- **Work task**
Return the records below from the line containing "Target: deck step" onward, exactly, through and including the last line.

- **Input data**
.....

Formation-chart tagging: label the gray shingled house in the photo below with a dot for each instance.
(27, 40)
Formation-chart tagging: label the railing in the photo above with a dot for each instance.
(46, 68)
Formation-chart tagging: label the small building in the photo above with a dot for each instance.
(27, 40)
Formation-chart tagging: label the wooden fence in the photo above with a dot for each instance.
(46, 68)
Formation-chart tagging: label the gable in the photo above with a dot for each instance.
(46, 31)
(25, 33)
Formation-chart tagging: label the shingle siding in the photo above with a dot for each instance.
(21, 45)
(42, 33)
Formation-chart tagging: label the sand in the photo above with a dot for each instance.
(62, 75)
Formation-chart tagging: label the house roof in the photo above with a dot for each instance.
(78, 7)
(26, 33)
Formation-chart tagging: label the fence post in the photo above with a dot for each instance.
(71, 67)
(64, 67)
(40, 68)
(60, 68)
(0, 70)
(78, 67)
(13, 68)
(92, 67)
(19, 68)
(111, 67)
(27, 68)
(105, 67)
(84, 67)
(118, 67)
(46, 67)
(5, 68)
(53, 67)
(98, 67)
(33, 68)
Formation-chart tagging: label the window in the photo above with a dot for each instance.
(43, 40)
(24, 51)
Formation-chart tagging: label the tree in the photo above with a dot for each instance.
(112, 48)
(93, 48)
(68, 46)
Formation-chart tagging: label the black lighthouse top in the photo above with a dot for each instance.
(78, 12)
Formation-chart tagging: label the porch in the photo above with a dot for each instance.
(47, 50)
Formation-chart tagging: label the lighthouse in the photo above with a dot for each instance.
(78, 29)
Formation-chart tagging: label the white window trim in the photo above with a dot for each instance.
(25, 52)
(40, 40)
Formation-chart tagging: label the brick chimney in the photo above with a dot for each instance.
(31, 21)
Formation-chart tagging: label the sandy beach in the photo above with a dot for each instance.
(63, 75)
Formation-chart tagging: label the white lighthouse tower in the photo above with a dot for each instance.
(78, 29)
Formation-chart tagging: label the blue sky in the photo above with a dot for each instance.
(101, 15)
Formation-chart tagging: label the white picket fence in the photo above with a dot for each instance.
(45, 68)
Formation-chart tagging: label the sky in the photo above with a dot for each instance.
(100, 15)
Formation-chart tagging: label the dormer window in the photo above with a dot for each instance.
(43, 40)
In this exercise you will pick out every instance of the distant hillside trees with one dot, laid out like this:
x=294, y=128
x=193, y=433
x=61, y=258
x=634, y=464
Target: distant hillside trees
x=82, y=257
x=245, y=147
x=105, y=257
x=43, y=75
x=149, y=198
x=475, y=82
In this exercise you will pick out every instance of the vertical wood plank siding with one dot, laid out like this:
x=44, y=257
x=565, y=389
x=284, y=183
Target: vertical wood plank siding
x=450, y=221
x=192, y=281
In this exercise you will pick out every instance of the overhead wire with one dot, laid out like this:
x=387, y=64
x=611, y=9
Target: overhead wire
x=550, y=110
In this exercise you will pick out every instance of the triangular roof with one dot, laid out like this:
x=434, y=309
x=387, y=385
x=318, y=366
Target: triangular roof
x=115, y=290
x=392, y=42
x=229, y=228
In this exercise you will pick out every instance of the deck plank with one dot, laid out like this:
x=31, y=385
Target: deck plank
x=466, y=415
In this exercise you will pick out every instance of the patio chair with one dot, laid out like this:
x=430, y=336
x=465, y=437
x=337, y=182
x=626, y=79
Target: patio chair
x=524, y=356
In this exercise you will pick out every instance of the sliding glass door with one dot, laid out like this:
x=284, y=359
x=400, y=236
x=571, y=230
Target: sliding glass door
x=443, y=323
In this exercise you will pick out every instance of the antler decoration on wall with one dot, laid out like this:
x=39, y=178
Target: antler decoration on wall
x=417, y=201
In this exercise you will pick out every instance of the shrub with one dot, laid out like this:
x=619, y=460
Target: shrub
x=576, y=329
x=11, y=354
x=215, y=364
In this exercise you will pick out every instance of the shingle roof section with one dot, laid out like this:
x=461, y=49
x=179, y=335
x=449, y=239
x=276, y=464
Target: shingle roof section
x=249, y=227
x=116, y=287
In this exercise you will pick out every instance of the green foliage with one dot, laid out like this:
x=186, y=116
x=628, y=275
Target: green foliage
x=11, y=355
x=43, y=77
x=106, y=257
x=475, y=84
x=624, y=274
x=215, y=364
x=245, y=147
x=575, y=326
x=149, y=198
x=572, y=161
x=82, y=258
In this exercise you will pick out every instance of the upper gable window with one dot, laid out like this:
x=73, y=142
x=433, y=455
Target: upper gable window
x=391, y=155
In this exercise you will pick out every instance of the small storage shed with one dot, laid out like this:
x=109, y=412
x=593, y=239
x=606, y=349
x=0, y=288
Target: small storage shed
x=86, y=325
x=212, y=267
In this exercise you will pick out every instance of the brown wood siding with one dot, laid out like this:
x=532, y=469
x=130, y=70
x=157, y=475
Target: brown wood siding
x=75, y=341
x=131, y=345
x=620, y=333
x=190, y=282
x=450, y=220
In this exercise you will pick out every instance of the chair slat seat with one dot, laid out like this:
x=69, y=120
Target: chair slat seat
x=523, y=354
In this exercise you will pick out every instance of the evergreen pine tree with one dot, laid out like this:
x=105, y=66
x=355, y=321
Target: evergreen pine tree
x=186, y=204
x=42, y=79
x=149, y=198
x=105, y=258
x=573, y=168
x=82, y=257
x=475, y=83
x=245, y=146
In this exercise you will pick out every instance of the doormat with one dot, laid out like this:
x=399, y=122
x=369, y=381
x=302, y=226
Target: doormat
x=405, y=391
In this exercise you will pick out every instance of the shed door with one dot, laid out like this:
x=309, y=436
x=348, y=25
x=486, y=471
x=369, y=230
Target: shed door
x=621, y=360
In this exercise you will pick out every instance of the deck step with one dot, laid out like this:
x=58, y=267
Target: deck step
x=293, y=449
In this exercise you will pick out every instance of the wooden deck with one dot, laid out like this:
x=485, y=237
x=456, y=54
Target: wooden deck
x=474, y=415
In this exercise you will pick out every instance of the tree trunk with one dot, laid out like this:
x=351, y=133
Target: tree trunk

.....

- **Result of the task**
Target: deck step
x=293, y=449
In this exercise you will pick out every instance of the wooden deck with one dot, laid out like this:
x=485, y=237
x=456, y=54
Target: wooden deck
x=474, y=415
In this exercise you will pick out every instance of the tree trunk with one dot, laid out like this:
x=351, y=133
Target: tree trunk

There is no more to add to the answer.